• WRITTEN REQUEST: Reproduce each of the following rows word for word.

• INPUT DATA:
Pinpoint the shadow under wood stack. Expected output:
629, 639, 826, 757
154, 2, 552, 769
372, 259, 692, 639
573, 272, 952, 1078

• ANSWER TO THE EXERCISE:
Pinpoint the shadow under wood stack. Expected output:
629, 639, 826, 757
154, 2, 552, 769
372, 259, 692, 639
573, 272, 952, 1078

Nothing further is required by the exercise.